▶ **TASK DIRECTIONS**
Switch "spectator" to "bystander" in the records, from their first line through the line with "185 42 L 184", and write out those lines again with nothing else changed.
** begin **
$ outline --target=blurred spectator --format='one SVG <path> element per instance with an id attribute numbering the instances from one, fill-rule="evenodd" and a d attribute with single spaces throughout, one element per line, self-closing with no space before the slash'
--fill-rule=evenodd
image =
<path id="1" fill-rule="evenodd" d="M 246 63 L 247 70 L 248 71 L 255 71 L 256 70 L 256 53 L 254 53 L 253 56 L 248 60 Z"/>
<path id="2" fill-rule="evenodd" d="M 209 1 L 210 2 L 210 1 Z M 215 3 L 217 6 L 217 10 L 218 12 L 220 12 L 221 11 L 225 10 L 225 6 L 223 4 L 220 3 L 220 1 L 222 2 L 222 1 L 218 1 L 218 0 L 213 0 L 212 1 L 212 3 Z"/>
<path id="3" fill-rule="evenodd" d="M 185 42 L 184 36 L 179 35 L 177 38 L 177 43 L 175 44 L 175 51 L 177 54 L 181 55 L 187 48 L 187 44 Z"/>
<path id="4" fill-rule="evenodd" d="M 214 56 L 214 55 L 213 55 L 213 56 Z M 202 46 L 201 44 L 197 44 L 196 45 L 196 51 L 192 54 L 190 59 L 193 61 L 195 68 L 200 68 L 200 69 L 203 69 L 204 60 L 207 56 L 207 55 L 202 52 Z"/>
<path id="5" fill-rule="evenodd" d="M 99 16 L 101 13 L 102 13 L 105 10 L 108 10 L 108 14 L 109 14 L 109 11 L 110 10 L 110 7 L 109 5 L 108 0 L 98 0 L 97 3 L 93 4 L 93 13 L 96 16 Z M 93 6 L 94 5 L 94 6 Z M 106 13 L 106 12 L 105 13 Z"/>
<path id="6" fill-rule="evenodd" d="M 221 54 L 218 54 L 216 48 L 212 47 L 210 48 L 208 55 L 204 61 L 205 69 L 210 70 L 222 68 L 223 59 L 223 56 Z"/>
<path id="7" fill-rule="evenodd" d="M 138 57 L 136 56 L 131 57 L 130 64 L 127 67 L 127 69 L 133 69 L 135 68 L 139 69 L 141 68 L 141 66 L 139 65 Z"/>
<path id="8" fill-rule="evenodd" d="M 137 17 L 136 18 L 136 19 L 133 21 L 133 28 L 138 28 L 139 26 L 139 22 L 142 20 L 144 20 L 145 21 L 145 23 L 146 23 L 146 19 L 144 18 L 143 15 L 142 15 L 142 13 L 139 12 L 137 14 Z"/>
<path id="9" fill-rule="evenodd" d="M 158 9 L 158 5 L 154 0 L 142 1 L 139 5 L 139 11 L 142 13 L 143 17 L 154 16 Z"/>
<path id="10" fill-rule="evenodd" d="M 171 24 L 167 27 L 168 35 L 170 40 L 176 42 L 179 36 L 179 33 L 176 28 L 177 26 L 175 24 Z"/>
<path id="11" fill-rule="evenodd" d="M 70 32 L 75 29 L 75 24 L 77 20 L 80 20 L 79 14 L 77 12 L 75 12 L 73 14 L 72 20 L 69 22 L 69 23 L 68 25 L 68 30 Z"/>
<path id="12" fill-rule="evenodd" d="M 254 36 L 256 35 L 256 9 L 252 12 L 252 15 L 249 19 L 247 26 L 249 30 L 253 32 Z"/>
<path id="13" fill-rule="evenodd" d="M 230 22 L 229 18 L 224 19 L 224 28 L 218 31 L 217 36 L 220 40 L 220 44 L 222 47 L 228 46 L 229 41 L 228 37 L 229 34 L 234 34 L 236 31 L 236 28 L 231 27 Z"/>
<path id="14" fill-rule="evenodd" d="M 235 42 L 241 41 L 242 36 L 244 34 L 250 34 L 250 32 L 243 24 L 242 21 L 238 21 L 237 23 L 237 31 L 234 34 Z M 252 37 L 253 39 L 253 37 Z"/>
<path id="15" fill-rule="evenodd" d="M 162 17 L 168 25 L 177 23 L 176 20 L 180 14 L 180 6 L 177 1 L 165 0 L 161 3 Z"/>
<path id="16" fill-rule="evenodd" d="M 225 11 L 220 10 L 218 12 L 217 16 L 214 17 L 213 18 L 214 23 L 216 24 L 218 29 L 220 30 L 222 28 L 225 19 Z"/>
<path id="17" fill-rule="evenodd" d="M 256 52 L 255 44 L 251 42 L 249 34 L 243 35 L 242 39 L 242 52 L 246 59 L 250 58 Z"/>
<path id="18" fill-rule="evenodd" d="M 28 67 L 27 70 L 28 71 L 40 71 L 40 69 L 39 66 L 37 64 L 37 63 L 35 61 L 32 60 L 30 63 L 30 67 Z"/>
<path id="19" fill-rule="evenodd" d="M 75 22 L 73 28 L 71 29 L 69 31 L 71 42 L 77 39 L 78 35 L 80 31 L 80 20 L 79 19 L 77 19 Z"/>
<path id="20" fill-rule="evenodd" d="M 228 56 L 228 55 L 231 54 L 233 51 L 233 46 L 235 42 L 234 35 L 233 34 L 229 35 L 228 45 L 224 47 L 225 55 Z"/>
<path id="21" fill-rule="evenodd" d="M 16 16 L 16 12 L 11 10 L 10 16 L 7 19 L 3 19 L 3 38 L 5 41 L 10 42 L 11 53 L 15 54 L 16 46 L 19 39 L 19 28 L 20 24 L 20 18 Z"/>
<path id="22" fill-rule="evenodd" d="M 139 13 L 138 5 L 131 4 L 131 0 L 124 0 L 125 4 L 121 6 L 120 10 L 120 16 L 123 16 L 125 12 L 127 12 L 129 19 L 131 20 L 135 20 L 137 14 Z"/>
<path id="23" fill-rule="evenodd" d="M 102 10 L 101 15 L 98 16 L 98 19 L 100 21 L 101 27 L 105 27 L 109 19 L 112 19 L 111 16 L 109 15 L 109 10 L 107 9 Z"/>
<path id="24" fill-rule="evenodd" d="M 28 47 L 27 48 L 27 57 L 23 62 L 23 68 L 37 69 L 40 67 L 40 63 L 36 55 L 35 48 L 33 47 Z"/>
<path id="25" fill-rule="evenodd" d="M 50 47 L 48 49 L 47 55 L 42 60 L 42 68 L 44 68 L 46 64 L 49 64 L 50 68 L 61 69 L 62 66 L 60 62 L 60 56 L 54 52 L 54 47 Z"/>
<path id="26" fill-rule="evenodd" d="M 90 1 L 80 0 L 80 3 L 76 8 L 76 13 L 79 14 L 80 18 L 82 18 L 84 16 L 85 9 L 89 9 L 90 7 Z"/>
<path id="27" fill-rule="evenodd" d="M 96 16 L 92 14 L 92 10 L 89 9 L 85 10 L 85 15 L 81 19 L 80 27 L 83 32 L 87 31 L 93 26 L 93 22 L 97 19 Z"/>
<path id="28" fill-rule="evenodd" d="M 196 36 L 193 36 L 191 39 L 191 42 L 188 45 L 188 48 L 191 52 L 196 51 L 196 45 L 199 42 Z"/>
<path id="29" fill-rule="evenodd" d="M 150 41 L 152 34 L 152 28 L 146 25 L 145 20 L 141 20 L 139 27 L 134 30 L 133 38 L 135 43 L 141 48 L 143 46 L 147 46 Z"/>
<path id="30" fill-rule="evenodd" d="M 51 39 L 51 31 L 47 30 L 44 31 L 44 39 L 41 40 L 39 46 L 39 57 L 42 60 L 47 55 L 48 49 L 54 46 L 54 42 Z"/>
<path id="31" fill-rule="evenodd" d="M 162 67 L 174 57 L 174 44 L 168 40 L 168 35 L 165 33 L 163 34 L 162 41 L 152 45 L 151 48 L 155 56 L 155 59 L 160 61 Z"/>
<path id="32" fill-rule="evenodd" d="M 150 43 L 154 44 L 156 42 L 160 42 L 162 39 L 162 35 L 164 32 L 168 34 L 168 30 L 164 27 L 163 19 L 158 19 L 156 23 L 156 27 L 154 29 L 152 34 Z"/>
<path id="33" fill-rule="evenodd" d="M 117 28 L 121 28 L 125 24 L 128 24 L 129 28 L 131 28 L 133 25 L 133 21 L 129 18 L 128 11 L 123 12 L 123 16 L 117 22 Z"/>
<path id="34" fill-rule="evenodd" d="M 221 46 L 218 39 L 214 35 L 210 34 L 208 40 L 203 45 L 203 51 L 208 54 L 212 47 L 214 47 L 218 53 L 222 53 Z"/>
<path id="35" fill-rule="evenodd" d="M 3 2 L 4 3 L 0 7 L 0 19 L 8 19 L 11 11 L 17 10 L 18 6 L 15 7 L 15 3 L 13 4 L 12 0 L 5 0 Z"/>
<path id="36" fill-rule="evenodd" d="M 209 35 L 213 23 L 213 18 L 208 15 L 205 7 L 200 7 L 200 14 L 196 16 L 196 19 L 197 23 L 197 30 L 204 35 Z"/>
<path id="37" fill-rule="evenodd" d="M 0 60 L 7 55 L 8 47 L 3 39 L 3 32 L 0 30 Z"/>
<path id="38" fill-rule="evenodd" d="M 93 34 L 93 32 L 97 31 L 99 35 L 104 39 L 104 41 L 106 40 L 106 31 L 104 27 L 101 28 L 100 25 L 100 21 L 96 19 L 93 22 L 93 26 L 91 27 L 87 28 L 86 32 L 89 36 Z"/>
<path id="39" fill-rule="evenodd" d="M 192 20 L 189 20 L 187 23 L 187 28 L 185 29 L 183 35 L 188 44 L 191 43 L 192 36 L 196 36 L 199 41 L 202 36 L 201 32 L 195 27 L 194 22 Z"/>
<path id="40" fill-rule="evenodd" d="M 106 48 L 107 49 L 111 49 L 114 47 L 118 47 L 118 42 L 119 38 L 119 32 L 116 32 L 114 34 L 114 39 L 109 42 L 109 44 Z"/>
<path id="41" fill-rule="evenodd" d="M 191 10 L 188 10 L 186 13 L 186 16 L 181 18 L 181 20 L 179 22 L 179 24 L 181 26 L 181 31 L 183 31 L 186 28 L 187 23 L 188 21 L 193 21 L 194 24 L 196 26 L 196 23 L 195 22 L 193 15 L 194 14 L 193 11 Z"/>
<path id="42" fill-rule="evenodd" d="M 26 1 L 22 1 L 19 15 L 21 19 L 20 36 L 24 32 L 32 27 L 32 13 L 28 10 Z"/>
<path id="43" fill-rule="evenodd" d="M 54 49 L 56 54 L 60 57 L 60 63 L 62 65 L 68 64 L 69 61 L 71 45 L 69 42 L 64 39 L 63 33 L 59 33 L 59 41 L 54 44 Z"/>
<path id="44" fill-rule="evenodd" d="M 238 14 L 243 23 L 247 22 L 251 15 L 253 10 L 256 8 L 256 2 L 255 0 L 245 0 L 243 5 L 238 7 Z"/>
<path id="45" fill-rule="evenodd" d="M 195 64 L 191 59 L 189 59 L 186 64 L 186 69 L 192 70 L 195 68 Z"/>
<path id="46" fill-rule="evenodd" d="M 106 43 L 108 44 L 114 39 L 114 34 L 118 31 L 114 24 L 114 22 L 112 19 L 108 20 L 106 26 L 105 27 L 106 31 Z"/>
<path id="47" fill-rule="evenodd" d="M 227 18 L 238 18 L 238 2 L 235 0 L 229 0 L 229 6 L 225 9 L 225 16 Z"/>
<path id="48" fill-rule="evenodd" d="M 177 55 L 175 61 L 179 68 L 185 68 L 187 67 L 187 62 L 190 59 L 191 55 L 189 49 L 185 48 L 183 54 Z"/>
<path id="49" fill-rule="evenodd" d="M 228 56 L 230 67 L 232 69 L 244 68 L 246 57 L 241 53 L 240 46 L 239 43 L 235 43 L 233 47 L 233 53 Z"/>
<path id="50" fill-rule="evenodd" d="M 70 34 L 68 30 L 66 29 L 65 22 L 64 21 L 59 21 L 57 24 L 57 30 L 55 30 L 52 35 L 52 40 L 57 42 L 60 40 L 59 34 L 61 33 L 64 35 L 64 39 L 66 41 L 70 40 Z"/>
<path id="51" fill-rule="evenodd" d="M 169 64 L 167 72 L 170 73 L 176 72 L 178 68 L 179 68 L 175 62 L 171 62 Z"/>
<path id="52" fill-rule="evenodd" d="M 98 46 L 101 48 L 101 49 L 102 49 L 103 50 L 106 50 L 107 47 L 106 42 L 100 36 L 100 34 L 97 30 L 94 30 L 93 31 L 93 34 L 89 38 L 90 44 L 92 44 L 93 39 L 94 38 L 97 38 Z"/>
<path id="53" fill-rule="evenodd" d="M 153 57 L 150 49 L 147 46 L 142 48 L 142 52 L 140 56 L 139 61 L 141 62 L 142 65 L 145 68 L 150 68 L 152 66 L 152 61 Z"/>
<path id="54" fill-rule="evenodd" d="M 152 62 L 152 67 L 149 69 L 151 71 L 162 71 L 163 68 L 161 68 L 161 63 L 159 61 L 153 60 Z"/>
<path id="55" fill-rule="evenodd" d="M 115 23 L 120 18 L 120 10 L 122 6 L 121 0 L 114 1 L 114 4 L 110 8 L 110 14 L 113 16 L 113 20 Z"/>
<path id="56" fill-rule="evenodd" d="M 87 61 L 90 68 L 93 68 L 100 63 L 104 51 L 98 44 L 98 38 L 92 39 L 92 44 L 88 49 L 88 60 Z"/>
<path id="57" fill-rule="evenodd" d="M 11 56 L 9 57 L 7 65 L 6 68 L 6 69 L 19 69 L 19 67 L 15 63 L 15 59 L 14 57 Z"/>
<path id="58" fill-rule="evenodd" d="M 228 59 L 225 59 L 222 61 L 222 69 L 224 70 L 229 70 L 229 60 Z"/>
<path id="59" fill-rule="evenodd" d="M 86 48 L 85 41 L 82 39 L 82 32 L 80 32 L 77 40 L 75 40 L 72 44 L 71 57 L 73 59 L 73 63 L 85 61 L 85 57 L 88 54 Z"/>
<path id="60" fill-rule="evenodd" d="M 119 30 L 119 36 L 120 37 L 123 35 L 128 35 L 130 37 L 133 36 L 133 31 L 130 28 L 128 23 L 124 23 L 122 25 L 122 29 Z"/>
** end **
▶ **REPLY**
$ outline --target=blurred bystander --format='one SVG <path> element per instance with an id attribute numbering the instances from one, fill-rule="evenodd" and a d attribute with single spaces throughout, one element per line, self-closing with no space before the slash'
--fill-rule=evenodd
image =
<path id="1" fill-rule="evenodd" d="M 246 63 L 247 70 L 248 71 L 255 71 L 256 70 L 256 53 L 254 53 L 253 56 L 248 60 Z"/>
<path id="2" fill-rule="evenodd" d="M 209 1 L 210 2 L 210 1 Z M 215 3 L 217 6 L 217 10 L 218 12 L 220 12 L 221 11 L 225 10 L 225 6 L 223 4 L 220 3 L 220 1 L 222 2 L 222 1 L 218 1 L 218 0 L 213 0 L 212 1 L 212 3 Z"/>
<path id="3" fill-rule="evenodd" d="M 185 42 L 184 36 L 179 35 L 177 38 L 177 43 L 175 44 L 175 51 L 177 54 L 181 55 L 187 48 L 187 44 Z"/>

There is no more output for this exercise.